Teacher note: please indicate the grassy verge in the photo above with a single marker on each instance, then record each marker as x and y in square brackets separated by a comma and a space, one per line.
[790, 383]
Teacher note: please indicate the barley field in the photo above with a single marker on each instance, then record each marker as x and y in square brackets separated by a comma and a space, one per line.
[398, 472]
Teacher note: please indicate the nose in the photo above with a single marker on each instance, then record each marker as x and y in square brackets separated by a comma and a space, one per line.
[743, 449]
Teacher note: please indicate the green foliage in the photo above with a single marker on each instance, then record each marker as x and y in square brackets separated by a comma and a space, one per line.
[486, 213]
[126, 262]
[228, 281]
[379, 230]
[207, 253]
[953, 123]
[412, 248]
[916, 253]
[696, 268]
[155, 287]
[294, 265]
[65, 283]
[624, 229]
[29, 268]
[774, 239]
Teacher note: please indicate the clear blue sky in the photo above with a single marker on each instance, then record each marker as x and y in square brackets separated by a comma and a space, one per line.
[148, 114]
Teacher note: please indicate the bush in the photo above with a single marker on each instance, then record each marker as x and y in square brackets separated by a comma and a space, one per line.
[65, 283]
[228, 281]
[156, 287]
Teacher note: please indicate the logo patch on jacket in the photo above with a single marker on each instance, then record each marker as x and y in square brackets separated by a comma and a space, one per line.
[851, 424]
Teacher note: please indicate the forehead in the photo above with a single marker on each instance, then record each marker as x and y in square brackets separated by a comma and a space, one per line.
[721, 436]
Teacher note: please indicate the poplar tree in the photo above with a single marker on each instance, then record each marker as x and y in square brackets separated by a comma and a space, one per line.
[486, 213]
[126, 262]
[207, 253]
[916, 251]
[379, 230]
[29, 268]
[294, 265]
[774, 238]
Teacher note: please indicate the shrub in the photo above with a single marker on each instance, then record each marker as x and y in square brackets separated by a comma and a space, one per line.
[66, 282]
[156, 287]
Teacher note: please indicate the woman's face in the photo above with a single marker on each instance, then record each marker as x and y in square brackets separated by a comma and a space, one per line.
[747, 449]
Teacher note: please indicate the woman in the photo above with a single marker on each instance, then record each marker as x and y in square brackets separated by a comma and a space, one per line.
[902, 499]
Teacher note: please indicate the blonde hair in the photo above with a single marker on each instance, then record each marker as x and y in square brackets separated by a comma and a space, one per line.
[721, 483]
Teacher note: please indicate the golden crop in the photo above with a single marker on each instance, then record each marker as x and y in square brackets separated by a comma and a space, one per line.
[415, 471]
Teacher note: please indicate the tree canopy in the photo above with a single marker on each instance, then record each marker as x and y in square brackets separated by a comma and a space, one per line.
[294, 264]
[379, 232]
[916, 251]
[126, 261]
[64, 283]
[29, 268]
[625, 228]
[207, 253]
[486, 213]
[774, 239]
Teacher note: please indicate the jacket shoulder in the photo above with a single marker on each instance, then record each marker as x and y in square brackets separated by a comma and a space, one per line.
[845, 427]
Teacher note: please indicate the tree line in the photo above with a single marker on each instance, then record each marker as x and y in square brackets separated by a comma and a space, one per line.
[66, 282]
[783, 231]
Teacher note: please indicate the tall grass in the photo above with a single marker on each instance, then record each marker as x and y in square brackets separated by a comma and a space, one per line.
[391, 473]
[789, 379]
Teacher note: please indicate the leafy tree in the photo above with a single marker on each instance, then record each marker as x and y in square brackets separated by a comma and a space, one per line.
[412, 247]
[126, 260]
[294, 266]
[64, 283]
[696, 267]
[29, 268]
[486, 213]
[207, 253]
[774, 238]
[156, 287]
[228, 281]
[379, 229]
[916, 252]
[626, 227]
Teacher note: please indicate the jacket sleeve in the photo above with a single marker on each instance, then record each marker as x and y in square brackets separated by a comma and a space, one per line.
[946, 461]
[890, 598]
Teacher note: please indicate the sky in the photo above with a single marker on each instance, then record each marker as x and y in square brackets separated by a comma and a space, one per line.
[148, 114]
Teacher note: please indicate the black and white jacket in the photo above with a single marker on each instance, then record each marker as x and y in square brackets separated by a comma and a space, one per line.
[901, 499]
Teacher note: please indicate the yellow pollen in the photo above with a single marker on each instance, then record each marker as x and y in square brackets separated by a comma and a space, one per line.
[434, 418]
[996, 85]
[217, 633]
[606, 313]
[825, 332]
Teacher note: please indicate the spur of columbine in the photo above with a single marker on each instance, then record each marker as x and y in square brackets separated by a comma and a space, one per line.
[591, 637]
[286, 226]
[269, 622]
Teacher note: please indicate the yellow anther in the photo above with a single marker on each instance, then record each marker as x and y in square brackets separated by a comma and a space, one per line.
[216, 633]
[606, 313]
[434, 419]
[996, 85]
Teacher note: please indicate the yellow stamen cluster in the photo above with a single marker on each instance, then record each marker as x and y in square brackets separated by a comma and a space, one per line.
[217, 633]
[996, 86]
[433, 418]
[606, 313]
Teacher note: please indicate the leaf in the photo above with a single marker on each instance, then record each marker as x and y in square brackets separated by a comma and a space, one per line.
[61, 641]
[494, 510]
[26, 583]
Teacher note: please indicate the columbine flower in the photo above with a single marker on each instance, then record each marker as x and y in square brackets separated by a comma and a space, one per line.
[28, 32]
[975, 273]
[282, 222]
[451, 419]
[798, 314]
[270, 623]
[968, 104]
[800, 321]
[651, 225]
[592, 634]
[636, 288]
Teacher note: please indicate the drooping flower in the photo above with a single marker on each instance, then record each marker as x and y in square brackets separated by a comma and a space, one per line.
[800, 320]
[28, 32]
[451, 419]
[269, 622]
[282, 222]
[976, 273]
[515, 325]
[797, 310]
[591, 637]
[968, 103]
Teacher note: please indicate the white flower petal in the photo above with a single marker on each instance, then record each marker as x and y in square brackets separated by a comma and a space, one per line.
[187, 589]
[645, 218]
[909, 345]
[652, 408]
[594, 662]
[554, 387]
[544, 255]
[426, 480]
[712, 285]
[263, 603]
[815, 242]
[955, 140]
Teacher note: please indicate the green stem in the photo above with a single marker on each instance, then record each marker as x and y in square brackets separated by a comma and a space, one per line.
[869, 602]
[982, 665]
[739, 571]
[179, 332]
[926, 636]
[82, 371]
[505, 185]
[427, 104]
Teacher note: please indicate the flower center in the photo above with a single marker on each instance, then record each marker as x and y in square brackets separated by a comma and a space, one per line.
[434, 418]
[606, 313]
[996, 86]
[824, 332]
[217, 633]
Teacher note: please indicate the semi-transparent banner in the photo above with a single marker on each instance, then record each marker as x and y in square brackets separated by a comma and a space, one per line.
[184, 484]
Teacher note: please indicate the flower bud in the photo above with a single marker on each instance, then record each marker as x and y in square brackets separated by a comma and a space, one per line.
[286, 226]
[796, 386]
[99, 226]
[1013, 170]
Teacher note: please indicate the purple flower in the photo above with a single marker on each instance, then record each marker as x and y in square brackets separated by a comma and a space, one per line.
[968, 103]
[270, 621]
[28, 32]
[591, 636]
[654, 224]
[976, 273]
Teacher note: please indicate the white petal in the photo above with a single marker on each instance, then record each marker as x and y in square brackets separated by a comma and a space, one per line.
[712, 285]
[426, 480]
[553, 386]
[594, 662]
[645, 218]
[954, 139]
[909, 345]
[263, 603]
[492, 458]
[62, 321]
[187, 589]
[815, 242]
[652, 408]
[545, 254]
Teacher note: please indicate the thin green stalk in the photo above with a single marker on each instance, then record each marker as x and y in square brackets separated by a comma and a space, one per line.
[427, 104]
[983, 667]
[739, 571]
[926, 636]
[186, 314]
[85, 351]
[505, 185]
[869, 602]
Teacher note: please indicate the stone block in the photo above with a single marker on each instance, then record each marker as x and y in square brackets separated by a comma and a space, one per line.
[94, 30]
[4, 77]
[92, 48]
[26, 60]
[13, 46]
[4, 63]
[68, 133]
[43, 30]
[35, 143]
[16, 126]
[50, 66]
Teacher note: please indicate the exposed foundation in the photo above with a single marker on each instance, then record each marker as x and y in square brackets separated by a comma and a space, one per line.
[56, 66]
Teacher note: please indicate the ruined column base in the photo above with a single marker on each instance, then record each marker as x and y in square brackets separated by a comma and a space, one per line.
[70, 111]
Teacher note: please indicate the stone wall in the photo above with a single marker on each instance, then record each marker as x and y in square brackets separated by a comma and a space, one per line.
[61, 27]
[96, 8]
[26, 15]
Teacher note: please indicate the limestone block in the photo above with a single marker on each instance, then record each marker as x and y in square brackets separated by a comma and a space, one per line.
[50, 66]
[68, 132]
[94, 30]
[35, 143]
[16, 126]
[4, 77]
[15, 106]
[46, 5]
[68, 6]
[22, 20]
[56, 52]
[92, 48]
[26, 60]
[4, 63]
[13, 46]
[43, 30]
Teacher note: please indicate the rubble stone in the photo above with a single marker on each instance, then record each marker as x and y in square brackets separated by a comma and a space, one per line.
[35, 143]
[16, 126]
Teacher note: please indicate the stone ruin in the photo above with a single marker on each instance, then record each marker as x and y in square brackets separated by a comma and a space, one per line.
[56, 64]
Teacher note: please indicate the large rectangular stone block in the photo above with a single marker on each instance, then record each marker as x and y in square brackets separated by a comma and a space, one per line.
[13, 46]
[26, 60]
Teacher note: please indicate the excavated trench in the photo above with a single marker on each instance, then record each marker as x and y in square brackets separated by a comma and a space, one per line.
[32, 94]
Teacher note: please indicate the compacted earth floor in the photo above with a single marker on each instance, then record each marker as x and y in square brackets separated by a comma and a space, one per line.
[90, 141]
•••••
_ABOUT THIS TASK_.
Print exactly the line containing "Teacher note: please indicate the stone ruin" and every line after it through the end of the records above, and nothing else.

_RESPONSE TO THIS TASK_.
Teacher note: please indicate the stone ruin in the photo above with a single marker on each instance, then record each marker as x and y in square brackets separated by a comma and a space, one per line.
[56, 64]
Teacher note: please indicate the large rectangular stone block in the photo above with a single marker on each instance, then record each marker as x and y in square brackets separated by a comma and a space, one per line.
[13, 46]
[26, 60]
Teacher note: please indicate the excavated trench in the photo above with a single marker on each instance, then record each marker as x and y in square brackets separated by a comma and a space, one per line.
[32, 94]
Teacher note: please indicate the compacted earth floor in the photo above with a single marker on each instance, then record each marker as x and y in square brackets separated by a comma and a space, one per line.
[90, 141]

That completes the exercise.